--- start ---

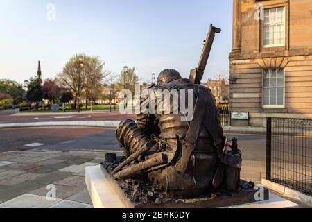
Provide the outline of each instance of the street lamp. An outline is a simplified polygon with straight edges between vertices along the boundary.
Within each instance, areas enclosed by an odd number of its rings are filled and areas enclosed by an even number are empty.
[[[78,113],[80,112],[80,88],[81,88],[81,71],[83,69],[83,58],[82,56],[79,57],[79,71],[78,71]]]
[[[152,74],[152,85],[153,85],[155,83],[156,80],[156,74]]]
[[[128,76],[128,68],[127,66],[125,66],[123,67],[123,69],[125,70],[125,75]],[[126,83],[125,83],[125,78],[123,78],[123,93],[125,93],[125,86],[126,86]],[[127,108],[127,104],[125,103],[126,101],[126,95],[124,95],[124,99],[123,99],[123,109],[125,110],[125,108]]]
[[[113,94],[113,90],[112,88],[112,86],[110,89],[110,112],[112,112],[112,94]]]

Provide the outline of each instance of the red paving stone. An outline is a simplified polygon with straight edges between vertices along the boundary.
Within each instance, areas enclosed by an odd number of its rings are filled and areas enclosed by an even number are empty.
[[[54,117],[73,117],[73,118],[58,119]],[[39,119],[35,119],[37,117]],[[36,123],[36,122],[49,122],[49,121],[122,121],[127,119],[135,119],[135,114],[122,114],[116,112],[96,112],[94,114],[85,113],[64,113],[64,114],[53,115],[53,114],[46,114],[46,115],[31,115],[31,116],[14,116],[1,114],[0,115],[1,123]]]

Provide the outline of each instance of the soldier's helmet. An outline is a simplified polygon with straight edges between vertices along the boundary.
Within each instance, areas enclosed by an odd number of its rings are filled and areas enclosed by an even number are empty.
[[[162,85],[180,78],[182,78],[181,75],[176,70],[165,69],[158,76],[157,83]]]

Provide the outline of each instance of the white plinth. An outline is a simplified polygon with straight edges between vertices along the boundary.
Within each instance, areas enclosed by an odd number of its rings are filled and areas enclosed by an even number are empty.
[[[85,182],[94,208],[133,208],[116,182],[101,170],[100,166],[85,169]],[[270,194],[270,200],[225,208],[297,208],[299,205]]]
[[[268,200],[242,204],[223,208],[299,208],[297,203],[287,200],[277,195],[270,194]]]
[[[100,167],[85,168],[85,183],[94,208],[133,208],[119,186]]]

--- end ---

## EXERCISE DIRECTIONS
Rewrite the records between the line holding "Provide the outline of each instance of the red" and the end of the records, inclusive, keeping the requests as they are. Shift every polygon coordinate in the answers by -7.

## TASK RESULT
Provide the outline of each instance of the red paving stone. An outline is a simplified polygon with straight edges between vertices along the boundary.
Within each instance, areas enclosed by an odd number of its rings are filled and areas enclosed by an even number are empty.
[[[47,110],[66,110],[66,111],[51,112]],[[32,112],[28,112],[30,110]],[[29,116],[29,115],[42,115],[42,114],[115,114],[120,112],[128,112],[128,107],[115,107],[109,105],[89,105],[87,107],[78,106],[57,106],[57,107],[46,108],[46,107],[39,107],[39,108],[24,108],[24,109],[7,109],[-6,107],[-7,108],[-6,116]]]

Provide the outline of each instance of the soldier's helmet. An outline is a simplified polygon with straight edges between vertices along the boundary.
Within each instance, areas enclosed by an odd number of its rings are filled and areas enclosed by an even number are empty.
[[[155,78],[173,71],[175,71],[174,68],[169,63],[158,62],[151,69],[150,76]]]

Provide the outline of each instance of the white plinth. An outline is a simplified polygon with straight edges between vertices along the boundary.
Within each instance, areas enclosed by an odd number of its rings are filled and areas enclosed by an even number are empty.
[[[78,175],[87,201],[126,201],[109,175],[94,163],[93,159],[78,162]],[[263,187],[263,193],[218,201],[290,201],[292,198]]]
[[[261,193],[235,197],[216,201],[292,201],[290,196],[280,193],[270,188],[263,187]]]
[[[93,160],[78,161],[78,176],[87,201],[126,201],[112,179]]]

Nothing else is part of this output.